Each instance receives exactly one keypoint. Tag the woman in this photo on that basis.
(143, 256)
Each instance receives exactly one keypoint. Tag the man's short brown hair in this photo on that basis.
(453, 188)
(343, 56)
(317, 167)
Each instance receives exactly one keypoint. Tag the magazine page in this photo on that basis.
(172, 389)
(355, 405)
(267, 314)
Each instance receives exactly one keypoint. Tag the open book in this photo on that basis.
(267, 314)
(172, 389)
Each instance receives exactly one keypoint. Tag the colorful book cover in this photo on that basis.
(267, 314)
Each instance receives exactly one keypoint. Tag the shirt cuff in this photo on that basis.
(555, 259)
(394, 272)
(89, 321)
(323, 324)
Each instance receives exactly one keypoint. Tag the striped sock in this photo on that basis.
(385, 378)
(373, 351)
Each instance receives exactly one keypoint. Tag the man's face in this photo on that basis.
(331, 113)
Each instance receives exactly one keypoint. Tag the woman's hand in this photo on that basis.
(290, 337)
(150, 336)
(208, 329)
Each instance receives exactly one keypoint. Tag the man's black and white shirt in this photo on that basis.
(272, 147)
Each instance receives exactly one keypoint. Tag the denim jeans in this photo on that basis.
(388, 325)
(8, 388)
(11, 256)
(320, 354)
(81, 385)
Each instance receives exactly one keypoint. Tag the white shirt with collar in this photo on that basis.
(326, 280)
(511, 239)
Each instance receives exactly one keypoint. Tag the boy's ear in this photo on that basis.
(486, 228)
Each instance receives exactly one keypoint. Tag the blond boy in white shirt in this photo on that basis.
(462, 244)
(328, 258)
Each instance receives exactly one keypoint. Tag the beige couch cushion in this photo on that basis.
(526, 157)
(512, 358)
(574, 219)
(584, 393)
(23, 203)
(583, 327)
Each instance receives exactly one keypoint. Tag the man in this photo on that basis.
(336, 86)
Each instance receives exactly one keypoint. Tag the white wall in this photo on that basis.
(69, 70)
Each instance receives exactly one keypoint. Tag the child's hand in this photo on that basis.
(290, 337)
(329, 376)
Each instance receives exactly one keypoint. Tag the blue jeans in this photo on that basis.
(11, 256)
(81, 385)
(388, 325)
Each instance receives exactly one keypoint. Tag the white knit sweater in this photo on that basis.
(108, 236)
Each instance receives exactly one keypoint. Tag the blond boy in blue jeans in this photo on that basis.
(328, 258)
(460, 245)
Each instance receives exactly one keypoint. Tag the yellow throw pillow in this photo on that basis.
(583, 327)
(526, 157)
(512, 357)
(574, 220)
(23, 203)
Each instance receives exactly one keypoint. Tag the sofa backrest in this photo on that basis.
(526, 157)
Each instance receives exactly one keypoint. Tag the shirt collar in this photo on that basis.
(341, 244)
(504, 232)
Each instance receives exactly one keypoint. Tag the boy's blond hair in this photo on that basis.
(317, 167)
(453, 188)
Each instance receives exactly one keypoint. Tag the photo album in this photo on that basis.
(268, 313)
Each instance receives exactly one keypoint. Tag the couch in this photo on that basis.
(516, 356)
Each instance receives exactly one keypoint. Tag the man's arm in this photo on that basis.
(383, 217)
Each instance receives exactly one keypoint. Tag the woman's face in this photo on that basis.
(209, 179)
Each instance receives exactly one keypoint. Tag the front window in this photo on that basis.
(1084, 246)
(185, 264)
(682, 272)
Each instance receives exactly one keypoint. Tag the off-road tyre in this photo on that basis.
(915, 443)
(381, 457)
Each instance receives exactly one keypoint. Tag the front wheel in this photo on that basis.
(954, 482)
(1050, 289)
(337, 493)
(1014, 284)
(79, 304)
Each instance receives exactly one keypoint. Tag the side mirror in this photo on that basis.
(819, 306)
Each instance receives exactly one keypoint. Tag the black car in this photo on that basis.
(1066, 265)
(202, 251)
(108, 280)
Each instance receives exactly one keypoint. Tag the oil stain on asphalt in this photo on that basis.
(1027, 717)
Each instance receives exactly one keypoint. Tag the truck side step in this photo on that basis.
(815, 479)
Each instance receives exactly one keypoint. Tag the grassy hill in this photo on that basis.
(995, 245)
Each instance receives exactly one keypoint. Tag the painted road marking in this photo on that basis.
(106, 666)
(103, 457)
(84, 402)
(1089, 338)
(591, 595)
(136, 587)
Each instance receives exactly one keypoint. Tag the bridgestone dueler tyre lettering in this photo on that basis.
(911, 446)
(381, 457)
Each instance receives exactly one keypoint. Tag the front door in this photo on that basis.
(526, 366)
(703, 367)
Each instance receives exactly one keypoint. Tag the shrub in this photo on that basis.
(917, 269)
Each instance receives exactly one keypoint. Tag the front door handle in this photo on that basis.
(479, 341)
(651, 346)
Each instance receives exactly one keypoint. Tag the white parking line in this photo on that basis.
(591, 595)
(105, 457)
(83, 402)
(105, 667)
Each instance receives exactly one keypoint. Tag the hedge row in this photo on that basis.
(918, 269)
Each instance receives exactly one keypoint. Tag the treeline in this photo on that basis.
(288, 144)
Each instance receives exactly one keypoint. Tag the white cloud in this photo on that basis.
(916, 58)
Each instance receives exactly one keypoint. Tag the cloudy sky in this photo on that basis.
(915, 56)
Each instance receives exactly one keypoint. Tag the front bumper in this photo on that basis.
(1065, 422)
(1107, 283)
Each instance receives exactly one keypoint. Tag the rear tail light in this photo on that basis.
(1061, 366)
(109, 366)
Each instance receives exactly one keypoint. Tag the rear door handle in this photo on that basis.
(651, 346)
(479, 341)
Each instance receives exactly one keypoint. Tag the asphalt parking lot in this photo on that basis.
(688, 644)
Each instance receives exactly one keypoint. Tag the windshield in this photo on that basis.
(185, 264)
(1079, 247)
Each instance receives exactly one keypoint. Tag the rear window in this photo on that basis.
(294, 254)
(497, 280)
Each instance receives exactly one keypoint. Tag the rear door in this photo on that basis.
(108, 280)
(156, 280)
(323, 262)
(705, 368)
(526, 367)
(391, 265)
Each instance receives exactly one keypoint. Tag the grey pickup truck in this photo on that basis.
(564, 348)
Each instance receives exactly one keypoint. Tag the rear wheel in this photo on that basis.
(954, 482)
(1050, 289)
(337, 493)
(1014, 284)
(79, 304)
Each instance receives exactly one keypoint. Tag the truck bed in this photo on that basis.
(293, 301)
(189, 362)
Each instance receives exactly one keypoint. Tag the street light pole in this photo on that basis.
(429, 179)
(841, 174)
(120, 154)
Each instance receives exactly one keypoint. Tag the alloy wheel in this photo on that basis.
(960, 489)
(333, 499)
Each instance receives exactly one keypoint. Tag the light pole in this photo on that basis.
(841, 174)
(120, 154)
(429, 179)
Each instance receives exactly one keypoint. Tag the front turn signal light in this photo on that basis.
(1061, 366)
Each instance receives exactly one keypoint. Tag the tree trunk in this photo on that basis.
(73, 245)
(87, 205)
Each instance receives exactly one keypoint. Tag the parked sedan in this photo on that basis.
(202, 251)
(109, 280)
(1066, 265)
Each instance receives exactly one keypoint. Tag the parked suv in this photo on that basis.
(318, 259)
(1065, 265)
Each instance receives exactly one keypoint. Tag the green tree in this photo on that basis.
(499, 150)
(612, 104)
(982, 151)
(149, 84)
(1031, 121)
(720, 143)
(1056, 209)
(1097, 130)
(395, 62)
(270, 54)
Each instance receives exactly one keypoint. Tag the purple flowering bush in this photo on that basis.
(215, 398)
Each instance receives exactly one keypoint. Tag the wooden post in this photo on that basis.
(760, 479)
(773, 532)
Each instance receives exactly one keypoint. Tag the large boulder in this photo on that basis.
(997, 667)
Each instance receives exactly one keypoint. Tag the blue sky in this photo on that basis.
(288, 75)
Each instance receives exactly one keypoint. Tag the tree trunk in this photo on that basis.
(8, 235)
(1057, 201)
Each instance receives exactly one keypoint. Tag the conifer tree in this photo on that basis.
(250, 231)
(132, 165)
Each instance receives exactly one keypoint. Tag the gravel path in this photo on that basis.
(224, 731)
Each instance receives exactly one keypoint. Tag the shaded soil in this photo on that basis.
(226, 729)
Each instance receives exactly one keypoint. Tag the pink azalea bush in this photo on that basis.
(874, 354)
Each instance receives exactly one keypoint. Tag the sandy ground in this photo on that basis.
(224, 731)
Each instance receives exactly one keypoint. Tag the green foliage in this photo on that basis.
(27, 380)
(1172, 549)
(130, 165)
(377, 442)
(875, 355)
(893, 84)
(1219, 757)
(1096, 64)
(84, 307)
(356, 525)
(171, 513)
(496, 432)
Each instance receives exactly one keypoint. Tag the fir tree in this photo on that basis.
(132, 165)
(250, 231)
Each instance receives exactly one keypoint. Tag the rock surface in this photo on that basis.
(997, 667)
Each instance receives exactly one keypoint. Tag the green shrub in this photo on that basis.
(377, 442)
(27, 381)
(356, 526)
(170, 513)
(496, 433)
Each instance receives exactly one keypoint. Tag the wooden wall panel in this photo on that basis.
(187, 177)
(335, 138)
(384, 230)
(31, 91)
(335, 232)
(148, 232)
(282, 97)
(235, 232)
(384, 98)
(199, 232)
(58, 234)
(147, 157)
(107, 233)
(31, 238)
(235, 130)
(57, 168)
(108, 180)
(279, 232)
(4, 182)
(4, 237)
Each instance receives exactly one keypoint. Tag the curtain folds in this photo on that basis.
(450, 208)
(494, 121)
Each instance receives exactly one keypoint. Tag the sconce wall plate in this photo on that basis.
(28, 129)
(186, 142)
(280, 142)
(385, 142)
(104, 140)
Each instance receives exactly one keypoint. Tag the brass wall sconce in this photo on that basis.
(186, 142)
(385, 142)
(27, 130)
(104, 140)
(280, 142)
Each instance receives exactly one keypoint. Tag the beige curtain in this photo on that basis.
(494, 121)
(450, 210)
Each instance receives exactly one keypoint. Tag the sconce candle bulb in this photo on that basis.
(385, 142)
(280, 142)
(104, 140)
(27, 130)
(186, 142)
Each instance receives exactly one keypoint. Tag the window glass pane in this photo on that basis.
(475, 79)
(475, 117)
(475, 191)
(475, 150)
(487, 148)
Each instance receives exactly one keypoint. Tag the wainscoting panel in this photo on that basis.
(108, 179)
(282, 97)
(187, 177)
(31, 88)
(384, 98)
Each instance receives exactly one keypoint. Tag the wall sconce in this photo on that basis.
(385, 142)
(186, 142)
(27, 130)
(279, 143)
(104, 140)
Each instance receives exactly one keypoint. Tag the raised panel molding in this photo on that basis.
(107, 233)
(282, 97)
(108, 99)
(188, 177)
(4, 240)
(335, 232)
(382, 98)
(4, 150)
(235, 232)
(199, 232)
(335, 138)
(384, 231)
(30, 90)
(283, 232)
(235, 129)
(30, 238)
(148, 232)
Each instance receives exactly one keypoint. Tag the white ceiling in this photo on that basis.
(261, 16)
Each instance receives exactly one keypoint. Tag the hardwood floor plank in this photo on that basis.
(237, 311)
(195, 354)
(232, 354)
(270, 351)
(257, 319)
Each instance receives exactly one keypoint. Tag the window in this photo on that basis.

WHAT YOU HAVE TO DO => Reproduce the listing from the "pane in this photo on that basis." line onward, verbatim.

RESPONSE AREA =>
Each instance receives exactly one keypoint. Tag the window glass pane in this photo on that basis.
(475, 79)
(475, 117)
(475, 191)
(475, 150)
(487, 148)
Each instance receives exactly one keypoint. Tag the wainscoting panel in this photo on that basis.
(108, 179)
(282, 97)
(187, 177)
(31, 88)
(384, 98)
Each instance receives exactly one keypoint. Tag the wall sconce in this photo on that basis.
(385, 142)
(186, 142)
(27, 130)
(279, 143)
(104, 140)
Each instance receives exactly one keypoint. Tag the raised panel molding in this photo on that basis.
(107, 233)
(282, 97)
(108, 99)
(188, 177)
(4, 240)
(335, 232)
(382, 98)
(4, 150)
(235, 232)
(199, 232)
(335, 138)
(384, 231)
(30, 90)
(283, 232)
(235, 129)
(30, 238)
(148, 232)
Each instance receives exactly one keypoint. Tag the white ceiling in this photo on that basis.
(261, 16)
Each instance receives exactly one keypoint. Tag the hardwood floor plank in this photo on that basis.
(237, 311)
(195, 354)
(232, 354)
(270, 351)
(257, 319)
Each instance receives exactly one keypoint. Tag the window in this photo on that basis.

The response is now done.